• [Exercise instructions] Report each line of the material below that contains the string "white", copying those lines in full. Case counts when matching.

━━━━━━━━━━━━━━━━━━━━

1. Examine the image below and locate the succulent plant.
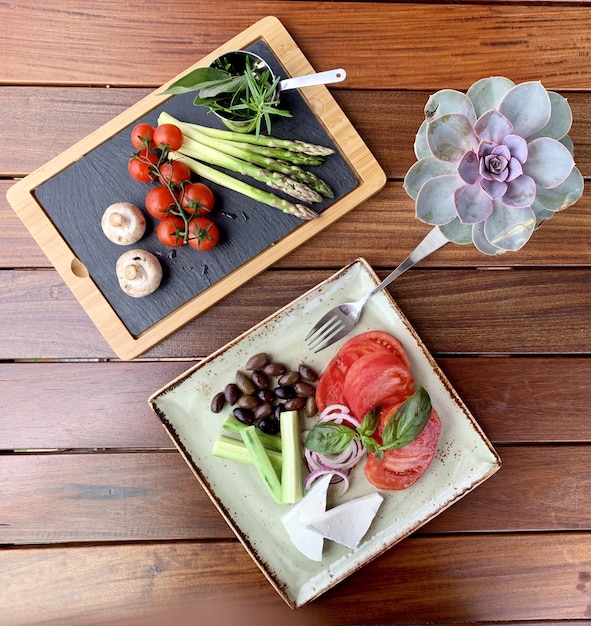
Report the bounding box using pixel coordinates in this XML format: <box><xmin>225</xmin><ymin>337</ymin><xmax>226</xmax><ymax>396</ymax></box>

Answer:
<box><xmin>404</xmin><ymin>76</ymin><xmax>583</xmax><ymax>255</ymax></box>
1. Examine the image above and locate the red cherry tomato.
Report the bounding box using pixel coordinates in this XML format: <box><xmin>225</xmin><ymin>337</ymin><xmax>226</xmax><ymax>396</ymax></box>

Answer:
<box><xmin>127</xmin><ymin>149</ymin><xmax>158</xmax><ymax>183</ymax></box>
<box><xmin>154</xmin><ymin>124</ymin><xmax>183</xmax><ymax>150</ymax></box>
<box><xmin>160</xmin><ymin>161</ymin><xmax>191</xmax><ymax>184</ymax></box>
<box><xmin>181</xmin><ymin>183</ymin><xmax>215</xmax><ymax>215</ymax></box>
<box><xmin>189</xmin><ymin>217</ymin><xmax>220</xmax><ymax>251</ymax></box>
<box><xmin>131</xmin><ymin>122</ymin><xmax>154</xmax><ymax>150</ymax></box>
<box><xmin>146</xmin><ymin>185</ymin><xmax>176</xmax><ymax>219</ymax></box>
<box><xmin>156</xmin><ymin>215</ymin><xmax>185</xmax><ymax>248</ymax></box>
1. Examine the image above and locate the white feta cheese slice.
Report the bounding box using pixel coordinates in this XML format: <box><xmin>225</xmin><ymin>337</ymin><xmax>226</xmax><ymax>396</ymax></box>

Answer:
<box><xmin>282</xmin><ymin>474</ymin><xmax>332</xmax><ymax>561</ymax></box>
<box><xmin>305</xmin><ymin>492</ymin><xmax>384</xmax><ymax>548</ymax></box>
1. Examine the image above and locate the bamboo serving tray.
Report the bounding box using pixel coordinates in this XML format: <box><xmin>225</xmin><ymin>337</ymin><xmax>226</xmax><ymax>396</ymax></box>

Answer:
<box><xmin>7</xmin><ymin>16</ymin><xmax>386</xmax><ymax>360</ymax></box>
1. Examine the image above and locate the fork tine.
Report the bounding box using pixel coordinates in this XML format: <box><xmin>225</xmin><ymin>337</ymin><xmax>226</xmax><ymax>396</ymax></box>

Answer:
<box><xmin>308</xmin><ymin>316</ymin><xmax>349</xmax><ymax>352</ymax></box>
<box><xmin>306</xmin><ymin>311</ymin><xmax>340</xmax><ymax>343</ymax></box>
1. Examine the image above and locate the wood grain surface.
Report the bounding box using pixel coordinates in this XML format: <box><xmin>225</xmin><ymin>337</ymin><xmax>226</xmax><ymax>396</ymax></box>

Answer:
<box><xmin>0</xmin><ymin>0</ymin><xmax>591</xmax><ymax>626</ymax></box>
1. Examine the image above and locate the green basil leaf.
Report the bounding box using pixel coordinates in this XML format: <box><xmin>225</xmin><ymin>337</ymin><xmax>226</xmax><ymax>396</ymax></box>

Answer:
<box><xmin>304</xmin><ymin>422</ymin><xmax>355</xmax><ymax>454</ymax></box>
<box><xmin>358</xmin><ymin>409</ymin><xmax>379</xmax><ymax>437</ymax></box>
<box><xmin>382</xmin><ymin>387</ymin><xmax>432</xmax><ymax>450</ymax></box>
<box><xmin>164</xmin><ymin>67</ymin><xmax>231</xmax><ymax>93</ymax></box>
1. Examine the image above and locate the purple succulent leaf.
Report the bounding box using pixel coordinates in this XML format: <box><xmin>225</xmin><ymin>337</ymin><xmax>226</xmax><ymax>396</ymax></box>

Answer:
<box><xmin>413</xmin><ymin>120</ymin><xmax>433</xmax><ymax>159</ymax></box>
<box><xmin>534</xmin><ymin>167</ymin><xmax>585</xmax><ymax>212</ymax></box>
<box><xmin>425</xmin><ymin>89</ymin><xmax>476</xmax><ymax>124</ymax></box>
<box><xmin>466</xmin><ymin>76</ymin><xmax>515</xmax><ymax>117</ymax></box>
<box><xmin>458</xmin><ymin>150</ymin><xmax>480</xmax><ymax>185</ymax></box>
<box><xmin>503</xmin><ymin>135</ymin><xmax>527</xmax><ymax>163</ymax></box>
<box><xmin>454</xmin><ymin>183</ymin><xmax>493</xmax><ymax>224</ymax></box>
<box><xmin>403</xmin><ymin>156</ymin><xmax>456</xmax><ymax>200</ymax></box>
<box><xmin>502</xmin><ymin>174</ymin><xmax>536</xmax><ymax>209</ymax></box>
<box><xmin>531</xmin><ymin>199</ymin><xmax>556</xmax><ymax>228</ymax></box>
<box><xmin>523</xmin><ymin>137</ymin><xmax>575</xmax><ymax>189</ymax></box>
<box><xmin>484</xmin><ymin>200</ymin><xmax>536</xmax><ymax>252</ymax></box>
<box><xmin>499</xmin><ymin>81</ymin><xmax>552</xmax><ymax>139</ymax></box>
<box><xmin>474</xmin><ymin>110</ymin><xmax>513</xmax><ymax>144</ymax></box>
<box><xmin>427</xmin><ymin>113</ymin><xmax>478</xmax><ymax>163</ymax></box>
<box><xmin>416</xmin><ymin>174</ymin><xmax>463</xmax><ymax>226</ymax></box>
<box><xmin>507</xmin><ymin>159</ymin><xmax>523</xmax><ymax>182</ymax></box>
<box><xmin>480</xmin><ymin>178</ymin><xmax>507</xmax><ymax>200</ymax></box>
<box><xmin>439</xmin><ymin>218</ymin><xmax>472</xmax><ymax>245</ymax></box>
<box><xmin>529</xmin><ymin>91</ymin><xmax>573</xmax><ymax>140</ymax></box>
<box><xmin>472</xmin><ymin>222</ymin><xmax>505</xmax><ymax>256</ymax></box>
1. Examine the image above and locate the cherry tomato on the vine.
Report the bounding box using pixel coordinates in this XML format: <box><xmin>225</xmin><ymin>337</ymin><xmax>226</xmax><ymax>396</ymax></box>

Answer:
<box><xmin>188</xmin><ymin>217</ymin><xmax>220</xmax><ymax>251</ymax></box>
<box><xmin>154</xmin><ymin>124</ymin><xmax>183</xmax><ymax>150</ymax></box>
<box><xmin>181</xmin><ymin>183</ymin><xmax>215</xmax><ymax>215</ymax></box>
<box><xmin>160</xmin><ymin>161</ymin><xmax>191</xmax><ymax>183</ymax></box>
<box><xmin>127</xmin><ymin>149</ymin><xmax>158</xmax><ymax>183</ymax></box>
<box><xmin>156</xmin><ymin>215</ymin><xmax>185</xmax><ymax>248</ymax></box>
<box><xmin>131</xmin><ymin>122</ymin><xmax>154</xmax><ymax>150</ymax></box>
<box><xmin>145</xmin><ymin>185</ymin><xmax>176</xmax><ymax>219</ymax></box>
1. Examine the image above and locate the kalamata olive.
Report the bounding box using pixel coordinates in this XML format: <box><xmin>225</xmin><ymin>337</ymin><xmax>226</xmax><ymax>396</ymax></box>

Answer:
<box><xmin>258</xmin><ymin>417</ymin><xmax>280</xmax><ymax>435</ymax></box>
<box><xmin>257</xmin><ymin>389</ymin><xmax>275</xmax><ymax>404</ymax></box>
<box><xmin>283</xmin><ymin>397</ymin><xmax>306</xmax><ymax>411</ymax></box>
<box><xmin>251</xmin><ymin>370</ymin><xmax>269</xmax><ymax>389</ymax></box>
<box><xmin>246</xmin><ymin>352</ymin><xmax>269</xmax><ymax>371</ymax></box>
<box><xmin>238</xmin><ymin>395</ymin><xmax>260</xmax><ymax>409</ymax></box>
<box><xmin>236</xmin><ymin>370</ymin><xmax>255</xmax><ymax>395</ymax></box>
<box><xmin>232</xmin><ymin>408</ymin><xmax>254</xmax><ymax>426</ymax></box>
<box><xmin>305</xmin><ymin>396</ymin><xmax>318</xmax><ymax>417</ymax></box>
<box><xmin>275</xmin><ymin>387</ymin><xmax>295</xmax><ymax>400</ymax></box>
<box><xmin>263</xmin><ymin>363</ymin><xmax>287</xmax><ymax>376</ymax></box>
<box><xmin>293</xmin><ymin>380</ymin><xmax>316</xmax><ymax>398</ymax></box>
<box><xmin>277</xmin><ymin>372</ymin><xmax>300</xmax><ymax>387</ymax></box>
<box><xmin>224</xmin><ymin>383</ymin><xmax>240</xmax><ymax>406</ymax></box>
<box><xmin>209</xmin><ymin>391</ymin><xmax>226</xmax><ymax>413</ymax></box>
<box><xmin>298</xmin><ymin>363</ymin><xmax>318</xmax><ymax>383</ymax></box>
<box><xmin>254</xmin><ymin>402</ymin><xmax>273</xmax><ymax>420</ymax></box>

━━━━━━━━━━━━━━━━━━━━

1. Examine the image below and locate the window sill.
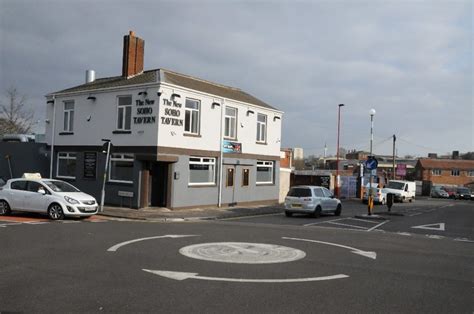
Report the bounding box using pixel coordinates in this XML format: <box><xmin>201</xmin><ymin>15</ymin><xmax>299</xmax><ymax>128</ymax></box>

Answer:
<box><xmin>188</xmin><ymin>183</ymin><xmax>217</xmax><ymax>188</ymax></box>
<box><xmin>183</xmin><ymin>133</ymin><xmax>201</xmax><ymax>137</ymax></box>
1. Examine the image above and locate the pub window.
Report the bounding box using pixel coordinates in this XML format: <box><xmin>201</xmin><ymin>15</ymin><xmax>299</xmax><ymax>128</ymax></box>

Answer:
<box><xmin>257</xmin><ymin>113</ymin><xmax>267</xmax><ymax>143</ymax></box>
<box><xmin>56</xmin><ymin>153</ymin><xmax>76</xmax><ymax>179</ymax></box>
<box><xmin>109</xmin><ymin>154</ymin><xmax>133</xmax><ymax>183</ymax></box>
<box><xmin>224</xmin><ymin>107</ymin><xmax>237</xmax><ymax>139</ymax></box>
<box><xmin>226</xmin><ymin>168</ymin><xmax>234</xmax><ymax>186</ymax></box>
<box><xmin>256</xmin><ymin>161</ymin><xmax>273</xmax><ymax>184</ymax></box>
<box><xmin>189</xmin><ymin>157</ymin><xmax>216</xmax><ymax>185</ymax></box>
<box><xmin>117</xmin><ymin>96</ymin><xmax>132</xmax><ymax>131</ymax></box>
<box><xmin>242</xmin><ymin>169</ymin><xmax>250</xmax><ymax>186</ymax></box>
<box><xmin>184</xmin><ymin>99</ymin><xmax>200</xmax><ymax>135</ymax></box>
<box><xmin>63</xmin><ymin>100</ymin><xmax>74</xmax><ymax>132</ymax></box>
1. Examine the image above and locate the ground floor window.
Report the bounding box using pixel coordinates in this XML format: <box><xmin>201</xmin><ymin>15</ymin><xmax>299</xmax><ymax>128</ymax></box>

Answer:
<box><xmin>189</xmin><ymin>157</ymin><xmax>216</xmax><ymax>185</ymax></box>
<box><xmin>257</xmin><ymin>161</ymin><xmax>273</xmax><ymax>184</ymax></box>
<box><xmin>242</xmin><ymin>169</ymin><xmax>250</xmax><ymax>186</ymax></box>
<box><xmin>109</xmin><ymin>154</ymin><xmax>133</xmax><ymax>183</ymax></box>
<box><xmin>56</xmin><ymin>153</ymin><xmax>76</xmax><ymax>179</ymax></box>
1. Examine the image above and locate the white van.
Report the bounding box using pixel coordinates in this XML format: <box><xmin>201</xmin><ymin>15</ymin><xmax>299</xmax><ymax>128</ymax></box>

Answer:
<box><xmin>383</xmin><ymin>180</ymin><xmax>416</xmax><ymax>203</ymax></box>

━━━━━━━━━━━━━━━━━━━━

• [Task answer]
1. Examine the image above and locate the white feta cheese slice.
1. Examine the image above and locate the white van.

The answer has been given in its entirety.